- _Required work_
Put the lines below, starting at the line containing "Q: Pick out each instance of the polished" and ending at the line containing "(1076, 252)", into a JSON list of strings with one string per line, omitting blank lines.

- _Records provided_
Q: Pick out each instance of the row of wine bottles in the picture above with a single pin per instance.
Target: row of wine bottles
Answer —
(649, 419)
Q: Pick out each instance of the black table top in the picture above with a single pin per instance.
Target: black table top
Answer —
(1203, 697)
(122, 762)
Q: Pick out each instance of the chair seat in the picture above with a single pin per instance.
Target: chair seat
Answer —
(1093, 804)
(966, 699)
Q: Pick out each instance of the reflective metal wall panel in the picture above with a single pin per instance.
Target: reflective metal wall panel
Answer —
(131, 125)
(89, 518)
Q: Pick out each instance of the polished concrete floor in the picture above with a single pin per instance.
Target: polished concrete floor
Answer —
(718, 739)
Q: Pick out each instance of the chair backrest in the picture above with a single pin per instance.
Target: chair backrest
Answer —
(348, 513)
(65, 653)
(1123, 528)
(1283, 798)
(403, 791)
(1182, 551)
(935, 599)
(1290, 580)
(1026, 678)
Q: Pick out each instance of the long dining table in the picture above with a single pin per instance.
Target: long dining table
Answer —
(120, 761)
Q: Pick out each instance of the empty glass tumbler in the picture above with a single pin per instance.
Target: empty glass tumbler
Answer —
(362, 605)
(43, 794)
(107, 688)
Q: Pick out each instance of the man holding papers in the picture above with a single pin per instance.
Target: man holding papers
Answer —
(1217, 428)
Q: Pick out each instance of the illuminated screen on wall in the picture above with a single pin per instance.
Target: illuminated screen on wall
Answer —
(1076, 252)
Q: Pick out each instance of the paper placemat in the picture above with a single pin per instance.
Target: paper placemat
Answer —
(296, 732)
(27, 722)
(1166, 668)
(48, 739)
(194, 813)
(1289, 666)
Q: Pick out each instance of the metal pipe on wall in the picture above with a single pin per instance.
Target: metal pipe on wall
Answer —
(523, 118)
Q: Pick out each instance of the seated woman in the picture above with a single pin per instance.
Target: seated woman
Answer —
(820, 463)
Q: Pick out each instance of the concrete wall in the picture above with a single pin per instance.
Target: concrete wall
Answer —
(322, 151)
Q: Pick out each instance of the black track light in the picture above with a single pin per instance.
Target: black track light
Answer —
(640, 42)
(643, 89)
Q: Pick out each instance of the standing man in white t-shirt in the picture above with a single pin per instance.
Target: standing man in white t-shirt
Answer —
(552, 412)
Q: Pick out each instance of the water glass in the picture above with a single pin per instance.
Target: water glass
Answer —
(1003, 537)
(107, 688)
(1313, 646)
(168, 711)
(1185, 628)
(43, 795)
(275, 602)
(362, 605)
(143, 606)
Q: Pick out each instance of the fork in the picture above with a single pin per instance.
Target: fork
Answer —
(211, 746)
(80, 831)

- _Answer in full_
[
  "Q: Pick out each instance of the polished concrete floor in the picture above with a single pin per instance.",
  "Target: polished concrete floor",
  "Answer —",
  "(718, 739)",
  "Q: Pick out each instance of the chair backrest in the picture above with a single pin per instance.",
  "Target: chair backrest",
  "Answer —",
  "(348, 513)",
  "(65, 653)",
  "(1123, 528)",
  "(1283, 798)",
  "(403, 791)",
  "(1182, 551)",
  "(935, 599)",
  "(1290, 580)",
  "(1026, 678)",
  "Q: Pick out each instance of the long dining table in the picture above with a single pin per instance.",
  "Target: long dining table",
  "Answer —",
  "(120, 761)",
  "Q: Pick out each instance of the empty glass tumbler in the picture above with a single pin per instance.",
  "Target: empty glass tumbler",
  "Answer —",
  "(362, 605)",
  "(43, 794)",
  "(107, 688)",
  "Q: Pick out each instance of the man holding papers in the picture above with a single pin per instance.",
  "Target: man holding papers",
  "Answer —",
  "(1217, 428)",
  "Q: Pick out each instance of the illuminated screen on wall in the picture above with a single pin per instance.",
  "Target: illuminated screen on wall",
  "Answer —",
  "(1076, 252)"
]